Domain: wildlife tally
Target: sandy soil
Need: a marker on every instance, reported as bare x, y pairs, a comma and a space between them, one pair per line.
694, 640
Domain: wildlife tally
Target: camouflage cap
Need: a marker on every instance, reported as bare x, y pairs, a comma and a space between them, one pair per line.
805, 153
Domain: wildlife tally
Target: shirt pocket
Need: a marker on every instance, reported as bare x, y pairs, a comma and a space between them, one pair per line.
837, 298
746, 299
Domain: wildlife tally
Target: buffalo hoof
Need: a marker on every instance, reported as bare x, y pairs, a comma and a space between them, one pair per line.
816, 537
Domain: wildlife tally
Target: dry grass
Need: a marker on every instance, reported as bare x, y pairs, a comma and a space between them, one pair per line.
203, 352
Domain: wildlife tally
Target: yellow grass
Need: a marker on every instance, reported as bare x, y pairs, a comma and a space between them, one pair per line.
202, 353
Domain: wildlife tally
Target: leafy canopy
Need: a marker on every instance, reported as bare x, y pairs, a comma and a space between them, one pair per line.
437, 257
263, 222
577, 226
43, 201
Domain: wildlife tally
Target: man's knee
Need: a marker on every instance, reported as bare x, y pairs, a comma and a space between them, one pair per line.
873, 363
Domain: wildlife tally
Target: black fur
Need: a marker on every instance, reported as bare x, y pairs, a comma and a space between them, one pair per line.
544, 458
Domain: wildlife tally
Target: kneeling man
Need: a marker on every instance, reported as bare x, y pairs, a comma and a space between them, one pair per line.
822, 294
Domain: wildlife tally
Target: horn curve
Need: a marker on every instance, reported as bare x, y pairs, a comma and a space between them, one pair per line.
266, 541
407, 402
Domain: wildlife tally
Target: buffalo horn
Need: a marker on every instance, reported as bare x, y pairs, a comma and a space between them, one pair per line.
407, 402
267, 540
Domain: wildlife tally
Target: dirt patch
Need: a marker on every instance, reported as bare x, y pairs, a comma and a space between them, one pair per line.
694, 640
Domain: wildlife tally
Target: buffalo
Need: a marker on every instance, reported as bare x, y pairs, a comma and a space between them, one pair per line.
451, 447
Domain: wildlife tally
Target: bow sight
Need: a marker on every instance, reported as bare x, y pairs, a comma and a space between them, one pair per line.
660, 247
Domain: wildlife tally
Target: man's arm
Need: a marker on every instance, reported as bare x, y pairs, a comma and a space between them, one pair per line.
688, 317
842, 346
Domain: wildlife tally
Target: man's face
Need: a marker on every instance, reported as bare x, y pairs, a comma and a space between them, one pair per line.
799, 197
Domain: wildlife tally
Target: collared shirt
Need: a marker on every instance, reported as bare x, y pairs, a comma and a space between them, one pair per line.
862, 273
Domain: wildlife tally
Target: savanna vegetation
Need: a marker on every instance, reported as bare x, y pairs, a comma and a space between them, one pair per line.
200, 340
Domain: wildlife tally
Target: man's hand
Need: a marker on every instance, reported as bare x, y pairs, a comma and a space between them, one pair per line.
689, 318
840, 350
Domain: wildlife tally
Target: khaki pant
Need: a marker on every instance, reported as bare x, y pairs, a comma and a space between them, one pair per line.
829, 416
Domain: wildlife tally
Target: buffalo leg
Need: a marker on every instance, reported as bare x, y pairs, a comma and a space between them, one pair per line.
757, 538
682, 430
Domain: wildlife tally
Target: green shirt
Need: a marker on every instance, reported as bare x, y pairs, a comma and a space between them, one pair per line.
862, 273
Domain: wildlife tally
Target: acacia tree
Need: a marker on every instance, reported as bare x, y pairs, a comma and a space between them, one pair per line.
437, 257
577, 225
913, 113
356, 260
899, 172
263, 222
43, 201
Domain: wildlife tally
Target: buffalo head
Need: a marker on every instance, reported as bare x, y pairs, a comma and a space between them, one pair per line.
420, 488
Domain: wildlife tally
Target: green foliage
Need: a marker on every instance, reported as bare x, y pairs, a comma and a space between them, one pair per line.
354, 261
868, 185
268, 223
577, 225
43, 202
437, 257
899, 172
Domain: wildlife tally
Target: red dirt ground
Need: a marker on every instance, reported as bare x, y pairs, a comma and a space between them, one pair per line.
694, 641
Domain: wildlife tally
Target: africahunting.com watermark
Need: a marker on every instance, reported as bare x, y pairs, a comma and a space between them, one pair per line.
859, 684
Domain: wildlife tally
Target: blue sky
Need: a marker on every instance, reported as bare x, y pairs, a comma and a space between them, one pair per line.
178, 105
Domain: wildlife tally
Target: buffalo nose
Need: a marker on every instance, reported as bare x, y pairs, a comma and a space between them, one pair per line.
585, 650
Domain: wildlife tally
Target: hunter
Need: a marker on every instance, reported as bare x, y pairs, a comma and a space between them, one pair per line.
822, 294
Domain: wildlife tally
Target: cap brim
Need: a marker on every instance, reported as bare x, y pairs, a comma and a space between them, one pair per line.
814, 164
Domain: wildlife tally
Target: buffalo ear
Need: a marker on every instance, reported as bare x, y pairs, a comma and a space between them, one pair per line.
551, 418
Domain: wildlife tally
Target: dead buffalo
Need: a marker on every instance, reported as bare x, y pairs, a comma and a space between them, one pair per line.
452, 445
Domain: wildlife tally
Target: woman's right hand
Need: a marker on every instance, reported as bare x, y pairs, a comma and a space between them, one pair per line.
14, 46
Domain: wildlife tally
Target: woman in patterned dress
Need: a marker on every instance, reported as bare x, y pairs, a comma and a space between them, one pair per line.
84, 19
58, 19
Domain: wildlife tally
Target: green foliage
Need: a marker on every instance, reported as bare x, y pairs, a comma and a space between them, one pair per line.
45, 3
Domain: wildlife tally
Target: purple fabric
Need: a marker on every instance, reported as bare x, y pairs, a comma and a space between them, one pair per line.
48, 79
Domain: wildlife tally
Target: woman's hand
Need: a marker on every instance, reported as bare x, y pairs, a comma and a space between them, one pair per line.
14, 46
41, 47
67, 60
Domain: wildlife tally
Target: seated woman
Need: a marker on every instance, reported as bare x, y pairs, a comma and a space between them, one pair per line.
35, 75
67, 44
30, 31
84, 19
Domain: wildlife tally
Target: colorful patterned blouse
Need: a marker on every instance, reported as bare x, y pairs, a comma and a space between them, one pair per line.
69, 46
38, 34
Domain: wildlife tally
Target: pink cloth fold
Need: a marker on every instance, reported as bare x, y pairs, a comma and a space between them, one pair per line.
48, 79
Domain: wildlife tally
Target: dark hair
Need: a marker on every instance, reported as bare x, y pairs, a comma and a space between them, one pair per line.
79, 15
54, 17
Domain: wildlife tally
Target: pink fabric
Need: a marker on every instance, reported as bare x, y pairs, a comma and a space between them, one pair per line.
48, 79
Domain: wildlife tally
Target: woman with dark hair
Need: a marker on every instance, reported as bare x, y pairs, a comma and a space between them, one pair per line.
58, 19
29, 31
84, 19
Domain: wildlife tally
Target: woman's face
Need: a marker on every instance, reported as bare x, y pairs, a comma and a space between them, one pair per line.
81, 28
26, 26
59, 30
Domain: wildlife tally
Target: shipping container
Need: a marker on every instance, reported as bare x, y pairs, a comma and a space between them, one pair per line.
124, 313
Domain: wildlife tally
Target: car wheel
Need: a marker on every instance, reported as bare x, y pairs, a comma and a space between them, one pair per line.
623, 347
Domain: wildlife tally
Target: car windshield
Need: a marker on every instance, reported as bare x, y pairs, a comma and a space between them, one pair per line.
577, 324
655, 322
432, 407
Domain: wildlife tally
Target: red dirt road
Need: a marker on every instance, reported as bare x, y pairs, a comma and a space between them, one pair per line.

◆ The exercise
Reproduce the complete set of lines precisely as supplied.

◆ Written response
Domain: wildlife tally
Target: sandy soil
Need: a marker on every instance, reported as bare x, y pairs, a comma and a space between them, one pair per line.
694, 640
Domain: wildlife tally
Target: camouflage cap
Need: a marker on every instance, reported as bare x, y pairs, a comma and a space between them, one pair per line.
805, 153
Domain: wildlife tally
Target: shirt pocket
Need: a marker on every instance, reported as bare x, y pairs, a comma and a space between them, one pair per line.
837, 298
746, 299
Domain: wildlife tally
Target: buffalo hoof
Need: a marker on every instance, reported as bare x, y pairs, a comma and a space between them, one pair per line.
816, 537
Domain: wildlife tally
Target: dry grass
Need: a marker on every instance, reported as bare x, y pairs, a comma and a space between them, one pair per line.
203, 352
Domain: wildlife tally
Target: yellow grass
Need: a marker on every instance, reported as bare x, y pairs, a comma and a space between them, one pair per line.
202, 353
Domain: wildlife tally
Target: leafy canopy
Need: a marker on every instance, reported as bare x, y pairs, a comma and a space between them, one pair per line.
437, 257
263, 222
577, 226
43, 201
Domain: wildlife tally
Target: man's knee
Need: a marker on every instance, reported as bare x, y pairs, a comma and a space between them, one pair per line.
873, 363
Domain: wildlife tally
Target: black fur
Need: a marker on every instance, reported as bare x, y pairs, a comma and a space between them, one pair per line.
544, 458
Domain: wildlife tally
Target: kneeling man
Need: a marker on every instance, reported as bare x, y pairs, a comma and a space between them, one pair per line.
822, 294
Domain: wildlife tally
Target: horn curve
Need: a marker on every instance, reported as bare x, y pairs, a comma and a space between them, one pair per line.
266, 541
407, 402
Domain: wildlife tally
Target: buffalo horn
Need: a marker on every instance, reported as bare x, y pairs, a comma and a space between them, one pair per line.
407, 402
267, 540
Domain: wildlife tally
Target: dirt patch
Need: a marker on every instance, reported as bare x, y pairs, a comma and a space between them, one pair per line.
694, 640
Domain: wildlife tally
Target: buffalo
Need: a marker on every instance, reported as bare x, y pairs, a comma and a space between them, one pair per line.
451, 447
Domain: wildlife tally
Target: bow sight
Need: a marker on every instance, reported as bare x, y pairs, a comma and a space between them, one pair per line.
660, 247
Domain: wildlife tally
Target: man's arm
Need: a marker on every instance, reported as bare x, y pairs, a comma and a space between them, one pair per line.
688, 317
842, 346
Domain: wildlife tally
Target: man's face
Need: a marker on every instance, reported as bare x, y pairs, a comma and a space between them, one pair per line.
799, 197
Domain: wildlife tally
Target: collared shirt
Need: a marker on every instance, reported as bare x, y pairs, a comma and a space between them, one pair per line.
862, 273
Domain: wildlife tally
Target: savanna vegetation
Need: a marker on every instance, reported as bare x, y pairs, a comma and a space between them, one pair per line.
200, 340
Domain: wildlife tally
Target: man's hand
Need: a marker on every instance, reported as bare x, y pairs, a comma and a space between them, one pair per line.
689, 318
840, 350
Domain: wildlife tally
Target: khaki pant
Need: a marker on every instance, reported as bare x, y pairs, a comma and a space between them, one pair per line.
829, 416
Domain: wildlife tally
Target: buffalo leg
Need: a marker on every instance, reported as bare x, y pairs, a comma and a space between them, one pair per line.
757, 538
682, 430
Domain: wildlife tally
Target: green shirt
Need: a marker on every instance, reported as bare x, y pairs, a comma and a space between them, one pair per line.
862, 273
Domain: wildlife tally
Target: acacia tree
Need: a marker on every instance, reported as bare x, y pairs, a comma and a space between them, one pair per line.
437, 257
577, 225
913, 113
356, 260
899, 172
263, 222
43, 201
Domain: wildlife tally
Target: buffalo head
Need: a marker on every instance, reported as bare x, y pairs, a comma and a space between them, one pair per line.
420, 488
Domain: wildlife tally
Target: green foliage
Need: a marker on every instance, reported as bare x, y pairs, a comma and a space between them, one pair per line.
354, 261
868, 185
268, 223
577, 225
43, 202
437, 257
899, 172
Domain: wildlife tally
Target: red dirt ground
Need: a marker on every instance, reported as bare x, y pairs, a comma and a space between them, one pair per line.
694, 641
Domain: wildlife tally
Target: africahunting.com watermark
Need: a marker on every instance, reported as bare x, y pairs, a comma and a space between them, one pair per line.
859, 684
Domain: wildlife tally
Target: blue sky
Need: a marker on every instance, reported as bare x, y pairs, a comma and a space between them, one pair per line.
178, 105
Domain: wildlife tally
Target: buffalo nose
Need: a marker on every instance, reported as bare x, y pairs, a comma and a space between them, one pair per line.
585, 650
Domain: wildlife tally
Target: hunter
Need: a marker on every instance, reported as bare x, y pairs, a comma and a space between them, one pair per line.
822, 294
Domain: wildlife tally
Target: cap brim
Need: a marker on every instance, reported as bare x, y pairs, a comma and a space between them, one pair per line.
814, 164
Domain: wildlife tally
Target: buffalo ear
Need: a marker on every instance, reported as bare x, y pairs, a comma and a space between them, one pair per line.
551, 418
Domain: wildlife tally
Target: dead buffalo
Need: a marker on every instance, reported as bare x, y pairs, a comma and a space between them, one pair per line.
452, 445
Domain: wildlife tally
Target: woman's right hand
Need: a marker on every instance, reported as bare x, y pairs, a comma and a space between them, one pair per line.
14, 46
Domain: wildlife tally
Target: woman in patterned dress
Need: a marker on every instance, reported as bare x, y pairs, a comma and a space between them, one pair per line.
84, 19
58, 19
Domain: wildlife tally
Target: green foliage
Need: a marker on every instance, reported as bare x, y pairs, a comma and a space between them, one pair per line.
45, 3
Domain: wildlife tally
Target: purple fabric
Need: a marker on every instance, reported as bare x, y pairs, a comma and a space between them, one pair per line.
48, 79
Domain: wildlife tally
Target: woman's hand
Need: a marker on every instance, reported as bare x, y pairs, a comma and a space between them, one pair per line.
14, 46
41, 47
67, 60
Domain: wildlife tally
Target: seated woman
Need: a marker on every instance, reported as bare x, y pairs, a comma and a space between them, one pair per line.
35, 75
67, 44
30, 31
84, 19
Domain: wildlife tally
Target: colorful patterned blouse
Need: a marker on every instance, reported as bare x, y pairs, a comma and a space between them, one pair per line.
69, 46
38, 34
Domain: wildlife tally
Target: pink cloth fold
Need: a marker on every instance, reported as bare x, y pairs, a comma and a space between them, one pair per line.
48, 79
Domain: wildlife tally
Target: dark hair
Need: a marker on every instance, reported as bare x, y pairs, a comma and a space between them, one pair per line.
79, 15
54, 17
Domain: wildlife tally
Target: pink fabric
Need: a marker on every instance, reported as bare x, y pairs, a comma and a space between them, one pair per line.
48, 79
Domain: wildlife tally
Target: woman with dark hair
Need: a marker on every instance, reported as bare x, y pairs, a comma and a space between them, one pair per line.
58, 19
29, 31
84, 19
Domain: wildlife tally
Target: woman's face
Need: a marker on every instance, reported as bare x, y pairs, a comma and a space between them, one pair per line.
81, 28
26, 26
59, 30
Domain: wildlife tally
Target: shipping container
Need: a marker on every instance, reported as bare x, y pairs, a comma and a space between them, one pair per line.
124, 313
Domain: wildlife tally
Target: car wheel
Need: a marker on every instance, reported as bare x, y pairs, a comma and a space between them, one pair per line.
623, 347
Domain: wildlife tally
Target: car windshield
Need: a marker on every instance, reported as bare x, y pairs, a comma and a space between them, one pair per line.
577, 324
655, 322
432, 407
Domain: wildlife tally
Target: red dirt road
Need: a marker on every instance, reported as bare x, y pairs, a comma and a space between them, one pair per line.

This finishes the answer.